--- START ---

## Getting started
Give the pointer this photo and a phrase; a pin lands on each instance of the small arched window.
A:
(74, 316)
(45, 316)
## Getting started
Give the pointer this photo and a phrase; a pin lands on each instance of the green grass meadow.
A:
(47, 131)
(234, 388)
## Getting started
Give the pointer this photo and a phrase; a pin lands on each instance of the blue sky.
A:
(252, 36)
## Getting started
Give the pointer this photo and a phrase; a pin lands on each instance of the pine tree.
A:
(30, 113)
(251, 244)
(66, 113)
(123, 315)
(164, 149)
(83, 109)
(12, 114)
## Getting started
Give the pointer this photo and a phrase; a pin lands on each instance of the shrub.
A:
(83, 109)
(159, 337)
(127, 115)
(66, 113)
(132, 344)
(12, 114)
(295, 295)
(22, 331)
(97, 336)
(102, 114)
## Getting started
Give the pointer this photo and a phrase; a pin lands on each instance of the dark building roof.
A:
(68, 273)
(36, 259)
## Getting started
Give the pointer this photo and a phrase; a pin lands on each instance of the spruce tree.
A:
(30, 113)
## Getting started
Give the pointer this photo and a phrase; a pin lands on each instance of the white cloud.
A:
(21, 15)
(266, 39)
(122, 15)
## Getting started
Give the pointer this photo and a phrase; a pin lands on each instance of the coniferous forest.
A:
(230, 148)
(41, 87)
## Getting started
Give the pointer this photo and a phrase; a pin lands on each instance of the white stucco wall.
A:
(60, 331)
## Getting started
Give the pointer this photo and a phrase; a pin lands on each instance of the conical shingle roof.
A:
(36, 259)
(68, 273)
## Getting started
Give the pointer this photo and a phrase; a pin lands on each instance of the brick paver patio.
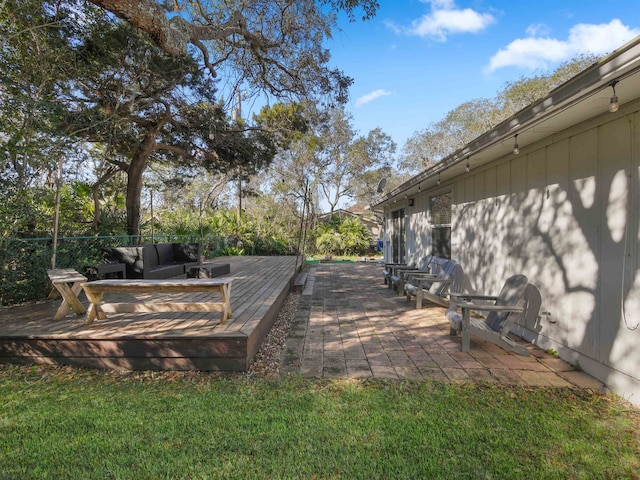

--- END ---

■ Problem requirements
Return the material exactly as it reads, though without the pictures it holds.

■ Response to the task
## Getting started
Give the pointer this photo and a phrase; a pin lands on each instance of the small arched window.
A:
(74, 316)
(45, 316)
## Getting started
Give the pointer this photo and a phrase; a pin lands on each instance of the green grass meadow.
A:
(47, 131)
(234, 388)
## Getting started
Give the pointer this photo and a phrase; a pin lands on each instance of the blue sky.
A:
(252, 36)
## Getting started
Give the pointer this photo and a phrase; a pin lands on each instance of the pine tree.
A:
(30, 113)
(251, 244)
(66, 113)
(123, 315)
(164, 149)
(83, 109)
(12, 114)
## Getting started
Give the pointer this photo and a phrase; a pin lands on each instance of the shrub.
A:
(83, 109)
(159, 337)
(127, 115)
(66, 113)
(132, 344)
(12, 114)
(295, 295)
(22, 331)
(97, 336)
(102, 114)
## Getting started
Give the pointer this photo and a phrase; a pin lands on each instance of the dark building roof.
A:
(68, 273)
(36, 259)
## Getting started
Give the pointer this photo and a phrase; a pin lands on each instance of the spruce tree.
A:
(30, 113)
## Getting started
Give the pointer this photo and a phrase; a pin lands on each instance of the white cloud.
A:
(21, 15)
(266, 39)
(122, 15)
## Getting started
Give the pointer this photo and a phrase; a pin lands on each instance of the coniferous forest.
A:
(230, 148)
(41, 87)
## Getting started
Give the pointer this photo and a phrase; a pin lands on each instance of the white stucco wall.
A:
(60, 331)
## Getting started
Give the pointer this photo and a phrase; a pin lands on each instance of the conical shingle roof.
A:
(36, 259)
(68, 273)
## Getting started
Give the pointer this photo and a phrase; a pin lands on each instance of the brick paver patio.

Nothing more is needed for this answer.